Provided information »

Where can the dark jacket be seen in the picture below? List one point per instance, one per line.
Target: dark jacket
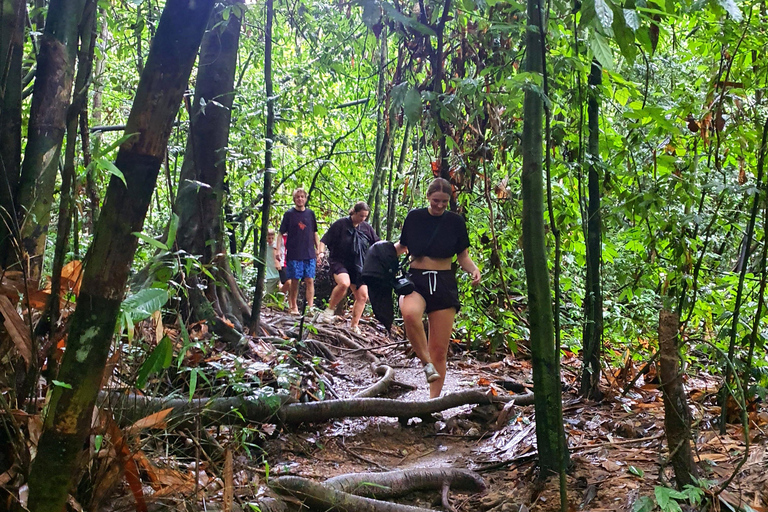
---
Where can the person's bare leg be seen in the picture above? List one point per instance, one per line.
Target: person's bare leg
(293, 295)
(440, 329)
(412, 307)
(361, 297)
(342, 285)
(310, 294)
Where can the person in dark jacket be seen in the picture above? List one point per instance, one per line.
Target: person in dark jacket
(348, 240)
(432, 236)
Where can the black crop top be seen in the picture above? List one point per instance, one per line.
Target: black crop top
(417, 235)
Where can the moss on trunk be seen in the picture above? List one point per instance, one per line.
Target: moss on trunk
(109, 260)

About this exercise » Wherever the word "point" occurs in the data, copy that whole line.

Your response »
Where can the dark jacket be seen in the picture below? List one point per instance, one per line.
Where can the person's bare leg be seen in the picture above? List one point per instance, one per line.
Where can the person in dark jacket be seen in the picture above? List one point per instance, one per line.
Where can the black crop top be seen in the picture above? List one point per instance, one per line.
Where can the moss on trunk be seen in the picture above? List one point per instance, one per line.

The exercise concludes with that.